BA+0x0700 – BA+0x07FF: Output signals of UserDataVer (Read access only)

BA+0x0700

USRRX_STS_REG

[0]: Verify fail (‘0’-No error, ‘1’-Received data is incorrect)

[1]: Receive error interrupt. Asserted to ‘1’ when TCPRxError from TOE10GLL-IP shows error status. This flag can be cleared after USRRX_ERR_REG is read.

BA+0x0704

USRRX_TMR_REG

Timer value which shows latency time in Rx interface of TOE10GLL-IP

[15:0]: Rx Latency time of TOE10GLL-IP in clock cycle unit.

The value is cleared by USRRX_CMD_REG[1].

BA+0x0708

USRRX_ERR_REG

[7:0]: Latch signal of TCPRxError, output of TOE10GLL-IP. The value does not change after detecting error. The value is reset after this register is read by CPU.

BA+0x0720

USRRX_LENL_REG

[31:0]: Bit[31:0] of current receive data size in byte unit which is counted when the packet received from TOE10GLL-IP is valid.

The value is cleared by USRRX_CMD_REG[1].

BA+0x0724

USRRX_LENH_REG

[15:0]: Bit[47:32] of current receive data size in byte unit which is counted when the packet received from TOE10GLL-IP is valid.

The value is cleared by USRRX_CMD_REG[1].

BA+0x0728

USRRX_FAILPOSL_REG

[31:0]: Bit[31:0] of the first position in byte unit that data verification detects failure. The value is cleared by USRRX_CMD_REG[1].

BA+0x072C

USRRX_FAILPOSH_REG

[15:0]: Bit[47:32] of the first position in byte unit that data verification detects failure. The value is cleared by USRRX_CMD_REG[1].

BA+0x0730

USRRX_EXPPAT_REG

[31:0]: Expected data that IP should receive when data verification is failed.

BA+0x0734

USRRX_RDPAT_REG

[31:0]: Received data which is an incorrect data when data verification is failed.

 

 

User Data Generator

 

UserDataGen receives the parameters for generating test pattern to TOE10GLL-IP and then start generating the test data by using 32-bit incremental pattern, starting from zero value. Total data size and packet size are set via Register interface. Busy signal is asserted to ‘1’ when the module starts the operation. It is de-asserted to ‘0’ when the module finishes the operation. Therefore, Busy is monitored to wait until the operation completes.
=======
● **Work instructions**:
a – According to the TOE10GLL-IP register description, what value does the 32-bit incremental test pattern of UserDataGen start from?
b – Pick up the TOE10GLL-IP register description after its final sentence and continue it.

● **Records from a data source**:
=======
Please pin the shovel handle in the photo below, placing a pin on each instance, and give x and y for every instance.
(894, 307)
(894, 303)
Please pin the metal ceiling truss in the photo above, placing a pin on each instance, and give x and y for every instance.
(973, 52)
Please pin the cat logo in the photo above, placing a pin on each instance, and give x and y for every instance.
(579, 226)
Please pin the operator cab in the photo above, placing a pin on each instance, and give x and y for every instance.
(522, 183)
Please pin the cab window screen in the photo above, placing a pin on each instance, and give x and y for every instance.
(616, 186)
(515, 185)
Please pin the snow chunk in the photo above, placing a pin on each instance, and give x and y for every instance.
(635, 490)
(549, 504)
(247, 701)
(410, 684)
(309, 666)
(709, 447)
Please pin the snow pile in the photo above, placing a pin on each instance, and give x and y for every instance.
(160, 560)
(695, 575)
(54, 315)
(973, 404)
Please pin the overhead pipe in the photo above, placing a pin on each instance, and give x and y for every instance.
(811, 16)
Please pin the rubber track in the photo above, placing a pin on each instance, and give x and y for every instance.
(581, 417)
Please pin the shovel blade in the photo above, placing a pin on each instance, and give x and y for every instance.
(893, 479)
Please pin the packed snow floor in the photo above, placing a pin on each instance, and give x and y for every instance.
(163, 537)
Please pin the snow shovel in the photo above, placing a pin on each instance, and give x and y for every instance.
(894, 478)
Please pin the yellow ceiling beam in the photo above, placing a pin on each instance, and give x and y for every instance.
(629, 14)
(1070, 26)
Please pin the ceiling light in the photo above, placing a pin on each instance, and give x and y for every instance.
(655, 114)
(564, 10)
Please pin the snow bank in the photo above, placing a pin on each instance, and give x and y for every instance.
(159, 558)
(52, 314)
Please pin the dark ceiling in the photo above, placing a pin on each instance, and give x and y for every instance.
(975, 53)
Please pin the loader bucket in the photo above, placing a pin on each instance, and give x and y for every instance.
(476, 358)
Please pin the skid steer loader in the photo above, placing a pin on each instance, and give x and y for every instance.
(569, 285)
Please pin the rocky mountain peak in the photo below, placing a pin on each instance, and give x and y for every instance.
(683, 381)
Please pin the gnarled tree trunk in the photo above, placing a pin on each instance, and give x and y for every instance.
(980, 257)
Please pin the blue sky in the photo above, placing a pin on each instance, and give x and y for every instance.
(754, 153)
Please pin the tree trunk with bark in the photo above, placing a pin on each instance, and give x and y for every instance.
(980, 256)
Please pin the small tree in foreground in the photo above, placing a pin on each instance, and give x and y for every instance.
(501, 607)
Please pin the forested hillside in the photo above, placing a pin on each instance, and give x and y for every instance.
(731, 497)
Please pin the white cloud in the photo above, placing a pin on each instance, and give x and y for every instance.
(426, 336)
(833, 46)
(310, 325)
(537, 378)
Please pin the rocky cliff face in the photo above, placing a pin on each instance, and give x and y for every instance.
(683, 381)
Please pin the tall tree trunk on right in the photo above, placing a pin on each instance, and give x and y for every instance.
=======
● **The answers**:
a – It starts from zero.

b –
 

 

Figure 26 UserDataGen block

 

 

As shown in Parameter block (1), there are three parameters, input from Register interface, to set UserDataGen module.

a.    PSHFlagSet: Parameter assigned to TCPTxPSH of TOE10GLL-IP. The value does not change until the test operation is finished. Therefore, all packets in the test use the same TCPTxPSH value though TOE10GLL-IP supports to set TCPTxPSH for each transmitted packet independently.

b.    PacketSizeSet: Parameter assigned to TCPTxPkLen of TOE10GLL-IP. Similar to TCPTxPSH, TCPTxPkLen is set by the same value for every packet until finishing the operation, except the last packet. The last packet of the test operation is assigned by the remaining transfer length which is less than or equal to TCPTxPkLen.

c.     TotDataLenSet: Total size for generating test data in byte unit. If this value is more than packet size (PacketSizeSet), many packets are generated by UserDataGen to TOE10GLL-IP until total number of transmitted data is equal to TotDataLenSet.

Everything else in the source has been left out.